- [WORK REQUEST]:
Write out all of the entries exactly, please.

:: RECORDS FOR THIS EXERCISE

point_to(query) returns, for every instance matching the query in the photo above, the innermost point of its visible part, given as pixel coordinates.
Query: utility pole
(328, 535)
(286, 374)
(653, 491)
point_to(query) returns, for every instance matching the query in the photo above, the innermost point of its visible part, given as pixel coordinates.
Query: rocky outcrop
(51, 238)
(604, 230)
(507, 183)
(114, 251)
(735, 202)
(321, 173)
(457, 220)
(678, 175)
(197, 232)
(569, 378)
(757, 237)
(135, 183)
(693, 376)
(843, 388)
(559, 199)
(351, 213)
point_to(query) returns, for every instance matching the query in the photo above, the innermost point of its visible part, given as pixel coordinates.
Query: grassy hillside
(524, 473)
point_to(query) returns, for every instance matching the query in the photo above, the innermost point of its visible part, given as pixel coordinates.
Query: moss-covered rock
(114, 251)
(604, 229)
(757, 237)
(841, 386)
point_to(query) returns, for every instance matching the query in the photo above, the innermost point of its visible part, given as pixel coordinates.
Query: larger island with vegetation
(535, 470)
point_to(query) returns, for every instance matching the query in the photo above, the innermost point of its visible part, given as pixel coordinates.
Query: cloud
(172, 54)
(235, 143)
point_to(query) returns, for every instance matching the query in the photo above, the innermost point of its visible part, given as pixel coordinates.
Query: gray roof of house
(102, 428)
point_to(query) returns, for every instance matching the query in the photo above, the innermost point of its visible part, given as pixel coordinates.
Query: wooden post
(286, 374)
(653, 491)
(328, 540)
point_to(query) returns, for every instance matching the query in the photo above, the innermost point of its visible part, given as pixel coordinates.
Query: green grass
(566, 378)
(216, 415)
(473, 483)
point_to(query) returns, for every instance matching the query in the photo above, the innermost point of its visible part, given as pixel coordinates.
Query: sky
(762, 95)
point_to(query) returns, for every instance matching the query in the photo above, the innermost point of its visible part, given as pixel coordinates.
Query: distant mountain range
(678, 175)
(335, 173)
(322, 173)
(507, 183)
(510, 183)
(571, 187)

::::

- [YOUR SOLUTION]:
point_to(query) returns, for every instance matching the query in the photo above, the innermost point of its visible part, given as pixel coordinates.
Query: utility pole
(328, 535)
(286, 374)
(653, 491)
point_to(query) returns, for every instance matching the query in the photo above, the innermost point of its visible part, given as pixel coordinates.
Query: rocky outcrop
(51, 238)
(604, 230)
(507, 183)
(114, 251)
(735, 202)
(321, 173)
(457, 220)
(678, 175)
(197, 232)
(569, 378)
(757, 237)
(135, 183)
(693, 376)
(843, 388)
(559, 199)
(351, 213)
point_to(query) returns, for every instance matching the query in the photo above, the innermost point of its visible part, given as pixel coordinates.
Query: grassy hillside
(524, 473)
point_to(query) returns, for every instance matching the query in the photo above, the innermost point of its visible part, given as pixel coordinates.
Query: moss-covered rock
(114, 251)
(604, 229)
(757, 237)
(841, 386)
point_to(query) returns, for every instance matching the query in the photo above, the innermost point of its visible part, given as pixel coordinates.
Query: larger island with vegetation
(535, 470)
point_to(query) returns, for every instance matching the query in the photo above, the innermost point of its visible part, given as pixel coordinates.
Query: cloud
(172, 54)
(235, 143)
point_to(query) returns, for every instance matching the query in the photo above, the innermost point of its visible part, given as pixel coordinates.
Query: gray roof of house
(102, 428)
point_to(query) returns, for every instance matching the query in the photo above, the innermost point of its visible part, given as pixel coordinates.
Query: wooden post
(286, 374)
(653, 491)
(328, 540)
point_to(query) returns, for every instance matching the query in the photo above, the innermost point of its visible part, given as pixel coordinates.
Query: green grass
(566, 378)
(216, 415)
(473, 483)
point_to(query) returns, for every instance matching the query in the photo above, the innermost point of its visible part, given as pixel coordinates.
Query: sky
(762, 95)
point_to(query) returns, for every instance matching the query in the photo above, the innermost point of its visible part, given as pixel coordinates.
Query: distant mountain range
(678, 175)
(335, 173)
(322, 173)
(507, 183)
(510, 183)
(571, 187)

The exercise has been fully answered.